__Acciones requeridas__:
(a) Transcribe todo el texto sobre la vocación, desde «Es claro que» hasta «cualquier sociedad humana.».
(b) ¿Concuerdan con el texto sobre la vocación estas afirmaciones? Contesta sí o no a cada una y cita las palabras exactas del texto que lo deciden. (i) Quien escribe no conocía la idea de que cada persona es única. (ii) Según el texto, «ser hijo» es algo que se elige. (iii) El texto incluye la vocación del maestro entre aquellas de las que suele hablarse.
(c) Prosigue el texto sobre la vocación a partir de su última frase.

__Extracto de la página__:
.....
Autorretrato de Diego Rodríguez de Silva y Velázquez, 1656. |
La idea de que cada persona es única no era para mí nueva. Pero yo creía que cada persona estaba llamada a ser algo, a cumplir una cosa que se llama vocación y creo que esta idea está bastante extendida, porque habitualmente la palabra vocación se identifica con profesiones o actividades genéricas.
Es claro que en un sentido importante hay vocaciones genéricas, incluso naturales. Todos estamos llamados a «ser hijos», aunque algunos no parezcan saberlo, o aunque a menudo no nos comportemos como tales. Y como toda vocación en sentido fuerte, «ser hijo» no es algo que se elige, sino que, literalmente, nos lo encontramos. Y quizá estamos llamados también a ser hermanos, padres, madres… y eso es algo que, con independencia de que lo queramos o no, también nos lo encontramos. Suele hablarse además de la vocación del sacerdote, del médico, del militar, del maestro… Son de nuevo vocaciones naturales, en el sentido de que son necesarias para la existencia y perpetuación de cualquier sociedad humana.
.....
__Datos para revisar__:
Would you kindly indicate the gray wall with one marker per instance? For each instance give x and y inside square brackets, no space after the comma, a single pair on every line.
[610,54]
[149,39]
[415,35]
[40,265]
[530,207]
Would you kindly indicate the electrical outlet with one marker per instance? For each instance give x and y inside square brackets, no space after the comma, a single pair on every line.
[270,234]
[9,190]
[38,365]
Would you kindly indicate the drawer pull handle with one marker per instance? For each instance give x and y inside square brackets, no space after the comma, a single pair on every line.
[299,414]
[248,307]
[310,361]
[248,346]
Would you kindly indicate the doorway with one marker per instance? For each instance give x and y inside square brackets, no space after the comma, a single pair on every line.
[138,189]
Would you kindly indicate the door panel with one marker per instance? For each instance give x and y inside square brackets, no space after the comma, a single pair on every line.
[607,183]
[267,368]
.....
__Problemas resueltos__:
(a)
Es claro que en un sentido importante hay vocaciones genéricas, incluso naturales. Todos estamos llamados a «ser hijos», aunque algunos no parezcan saberlo, o aunque a menudo no nos comportemos como tales. Y como toda vocación en sentido fuerte, «ser hijo» no es algo que se elige, sino que, literalmente, nos lo encontramos. Y quizá estamos llamados también a ser hermanos, padres, madres… y eso es algo que, con independencia de que lo queramos o no, también nos lo encontramos. Suele hablarse además de la vocación del sacerdote, del médico, del militar, del maestro… Son de nuevo vocaciones naturales, en el sentido de que son necesarias para la existencia y perpetuación de cualquier sociedad humana.

(b)
(i) No: «La idea de que cada persona es única no era para mí nueva».
(ii) No: «no es algo que se elige, sino que, literalmente, nos lo encontramos».
(iii) Sí: «Suele hablarse además de la vocación del sacerdote, del médico, del militar, del maestro…».

(c)
Pero todas estas vocaciones, y tantas otras profesiones a las que llamamos también vocacionales, tienen unas formas históricas y sociales bastante precisas, vigentes, en las que parece que, mejor o peor, debemos encajar la singularísima personalidad de cada uno. Por eso la vocación parece una cosa que hacer, un dictado que copiar de alguien que previamente nos lo ha escrito.